**Coordinate annotation entries:**
__________________________________________________

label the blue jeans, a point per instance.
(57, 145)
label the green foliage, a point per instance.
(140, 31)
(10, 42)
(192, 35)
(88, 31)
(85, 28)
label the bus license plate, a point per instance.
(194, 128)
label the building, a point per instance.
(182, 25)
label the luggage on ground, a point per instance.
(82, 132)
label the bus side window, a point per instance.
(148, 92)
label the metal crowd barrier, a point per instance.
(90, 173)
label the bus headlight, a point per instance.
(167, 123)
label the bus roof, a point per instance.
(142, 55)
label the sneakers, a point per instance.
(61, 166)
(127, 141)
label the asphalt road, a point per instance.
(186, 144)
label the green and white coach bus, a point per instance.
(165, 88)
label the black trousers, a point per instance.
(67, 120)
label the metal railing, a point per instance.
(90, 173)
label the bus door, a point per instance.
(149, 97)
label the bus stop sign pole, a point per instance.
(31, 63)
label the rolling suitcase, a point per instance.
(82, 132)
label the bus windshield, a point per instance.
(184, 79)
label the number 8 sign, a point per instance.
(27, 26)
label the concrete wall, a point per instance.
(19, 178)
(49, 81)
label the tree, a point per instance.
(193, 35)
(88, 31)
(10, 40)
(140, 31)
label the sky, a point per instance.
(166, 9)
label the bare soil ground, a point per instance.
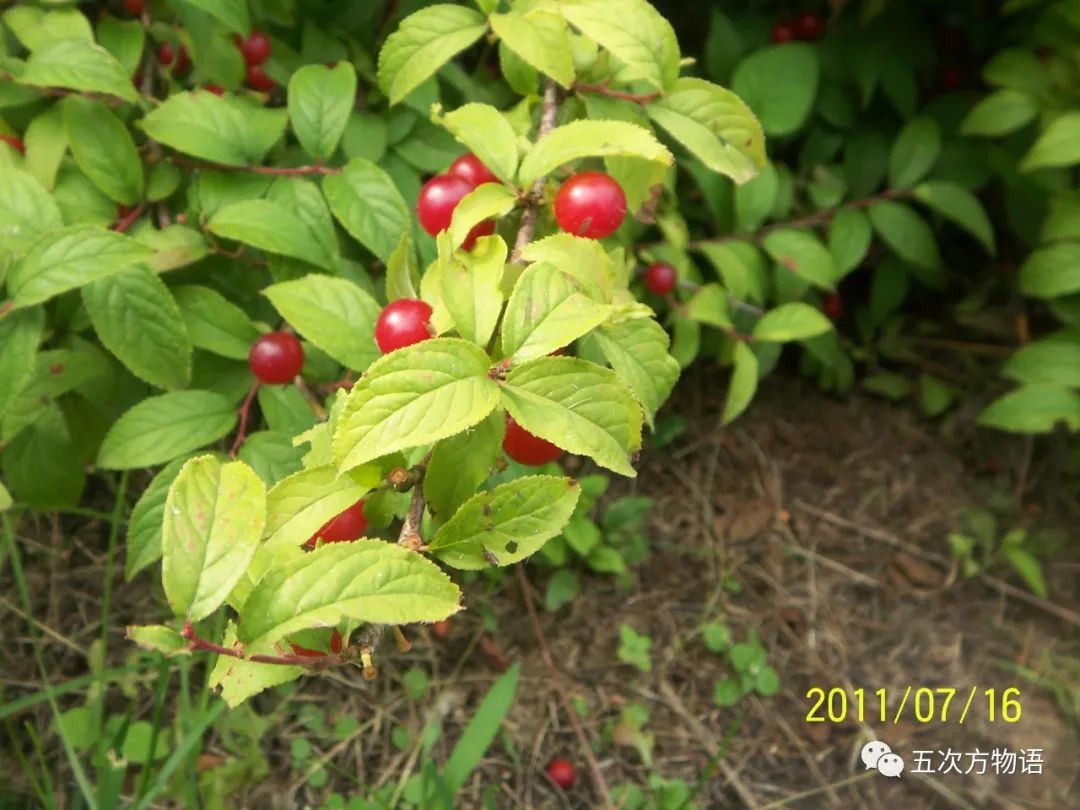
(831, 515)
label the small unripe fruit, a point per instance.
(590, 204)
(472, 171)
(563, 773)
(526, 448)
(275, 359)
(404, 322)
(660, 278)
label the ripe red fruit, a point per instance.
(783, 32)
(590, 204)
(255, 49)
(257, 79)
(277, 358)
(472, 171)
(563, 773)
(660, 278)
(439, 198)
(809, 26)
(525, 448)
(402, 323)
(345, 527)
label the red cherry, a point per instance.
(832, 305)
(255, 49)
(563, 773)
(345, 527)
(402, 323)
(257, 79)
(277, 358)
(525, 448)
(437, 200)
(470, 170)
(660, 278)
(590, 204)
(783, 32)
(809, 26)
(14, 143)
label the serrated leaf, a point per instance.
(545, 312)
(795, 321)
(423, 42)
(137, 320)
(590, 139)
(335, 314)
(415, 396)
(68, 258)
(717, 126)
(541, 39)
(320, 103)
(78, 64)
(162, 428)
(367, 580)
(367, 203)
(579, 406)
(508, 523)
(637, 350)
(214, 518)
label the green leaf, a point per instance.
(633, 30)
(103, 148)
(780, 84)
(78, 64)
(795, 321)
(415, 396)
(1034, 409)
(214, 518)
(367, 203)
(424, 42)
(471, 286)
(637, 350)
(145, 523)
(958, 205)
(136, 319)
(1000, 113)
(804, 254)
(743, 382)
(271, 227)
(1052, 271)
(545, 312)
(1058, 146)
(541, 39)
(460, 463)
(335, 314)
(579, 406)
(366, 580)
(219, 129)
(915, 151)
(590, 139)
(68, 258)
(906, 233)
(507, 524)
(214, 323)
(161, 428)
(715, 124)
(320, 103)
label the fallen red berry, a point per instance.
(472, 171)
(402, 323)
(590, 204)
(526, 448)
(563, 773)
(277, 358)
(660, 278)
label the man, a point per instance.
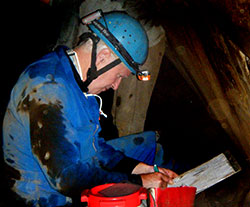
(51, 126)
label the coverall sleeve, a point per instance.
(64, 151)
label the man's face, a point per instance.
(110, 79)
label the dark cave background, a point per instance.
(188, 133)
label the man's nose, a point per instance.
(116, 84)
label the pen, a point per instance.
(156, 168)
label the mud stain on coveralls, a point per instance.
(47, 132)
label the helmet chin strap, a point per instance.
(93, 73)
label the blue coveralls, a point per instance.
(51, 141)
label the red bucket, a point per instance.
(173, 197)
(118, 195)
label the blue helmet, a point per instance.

__________________________________________________

**Given exercise:** Convert all of the lines above into a JSON list of strings, one string per line, with blank lines and the pictures omitted.

**Task solution:**
[
  "label the blue jeans, a point per instance.",
  "(57, 145)",
  "label the green foliage, a point per instance.",
  "(140, 31)",
  "(10, 42)",
  "(192, 35)",
  "(88, 31)",
  "(85, 28)",
  "label the bus license plate, a point per instance.",
  "(194, 128)",
  "label the building, a point per instance.",
  "(182, 25)",
  "label the luggage on ground, a point per instance.",
  "(82, 132)",
  "label the bus side window, a point per instance.",
  "(148, 92)",
  "label the metal crowd barrier, a point per instance.",
  "(90, 173)",
  "label the bus headlight, a point per instance.",
  "(167, 123)",
  "label the bus roof, a point per instance.",
  "(142, 55)",
  "label the sneakers, a point per instance.",
  "(61, 166)",
  "(127, 141)",
  "label the asphalt road, a point per instance.",
  "(186, 144)",
  "label the green and white coach bus, a point per instance.",
  "(165, 88)",
  "label the black trousers, a point per instance.",
  "(67, 120)",
  "label the metal railing, a point per instance.",
  "(90, 173)",
  "label the bus door, a point per instance.",
  "(149, 97)",
  "label the bus stop sign pole, a point per instance.",
  "(31, 63)",
  "label the rolling suitcase, a point per instance.",
  "(82, 132)",
  "label the bus windshield, a point per instance.",
  "(184, 79)",
  "label the number 8 sign, a point per instance.",
  "(27, 26)",
  "label the concrete wall, a point per instance.",
  "(19, 178)",
  "(49, 81)",
  "label the tree, a point per instance.",
  "(193, 35)",
  "(88, 31)",
  "(10, 40)",
  "(140, 31)",
  "label the sky, a point per instance.",
  "(166, 9)",
  "label the bare soil ground, a point per instance.",
  "(831, 515)",
  "label the small unripe fruit, a point per instance.",
  "(590, 204)",
  "(472, 171)",
  "(563, 773)",
  "(526, 448)",
  "(275, 359)",
  "(404, 322)",
  "(660, 278)",
  "label the ripe red fruit, a point per instance.",
  "(783, 32)",
  "(590, 204)",
  "(255, 49)",
  "(257, 79)",
  "(277, 358)",
  "(472, 171)",
  "(563, 773)",
  "(660, 278)",
  "(439, 198)",
  "(809, 26)",
  "(525, 448)",
  "(402, 323)",
  "(345, 527)",
  "label the red cherry, a point per instance.",
  "(832, 305)",
  "(255, 49)",
  "(563, 773)",
  "(345, 527)",
  "(402, 323)",
  "(257, 79)",
  "(277, 358)",
  "(525, 448)",
  "(437, 200)",
  "(470, 170)",
  "(660, 278)",
  "(590, 204)",
  "(783, 32)",
  "(809, 26)",
  "(14, 143)",
  "label the serrated leaf, a point per instance.",
  "(545, 312)",
  "(795, 321)",
  "(423, 42)",
  "(137, 320)",
  "(590, 139)",
  "(335, 314)",
  "(415, 396)",
  "(68, 258)",
  "(717, 126)",
  "(541, 39)",
  "(320, 103)",
  "(78, 64)",
  "(162, 428)",
  "(367, 580)",
  "(367, 203)",
  "(579, 406)",
  "(508, 523)",
  "(637, 350)",
  "(214, 518)",
  "label the green leaf, a point per instance.",
  "(633, 30)",
  "(103, 148)",
  "(780, 84)",
  "(78, 64)",
  "(795, 321)",
  "(415, 396)",
  "(1034, 409)",
  "(214, 518)",
  "(367, 203)",
  "(424, 42)",
  "(471, 286)",
  "(637, 350)",
  "(145, 523)",
  "(958, 205)",
  "(136, 319)",
  "(1000, 113)",
  "(804, 254)",
  "(743, 382)",
  "(271, 227)",
  "(1052, 271)",
  "(545, 312)",
  "(1058, 146)",
  "(541, 39)",
  "(460, 463)",
  "(335, 314)",
  "(579, 406)",
  "(366, 580)",
  "(219, 129)",
  "(915, 151)",
  "(590, 139)",
  "(68, 258)",
  "(906, 233)",
  "(507, 524)",
  "(214, 323)",
  "(161, 428)",
  "(715, 124)",
  "(320, 103)",
  "label the fallen red berry, a point per instance.",
  "(472, 171)",
  "(402, 323)",
  "(590, 204)",
  "(526, 448)",
  "(563, 773)",
  "(277, 358)",
  "(660, 278)",
  "label the man, a point per instance.",
  "(51, 126)",
  "label the coverall sleeve, a point per instance.",
  "(64, 151)",
  "label the man's face, a point per instance.",
  "(110, 79)",
  "label the dark cave background, a point per instance.",
  "(188, 133)",
  "label the man's nose, a point per instance.",
  "(116, 84)",
  "label the pen, a point per instance.",
  "(156, 168)",
  "label the mud stain on coveralls, a point per instance.",
  "(47, 132)",
  "label the helmet chin strap, a point per instance.",
  "(93, 73)",
  "label the blue coveralls, a point per instance.",
  "(51, 141)",
  "label the red bucket, a point per instance.",
  "(173, 197)",
  "(118, 195)",
  "label the blue helmet, a point per instance."
]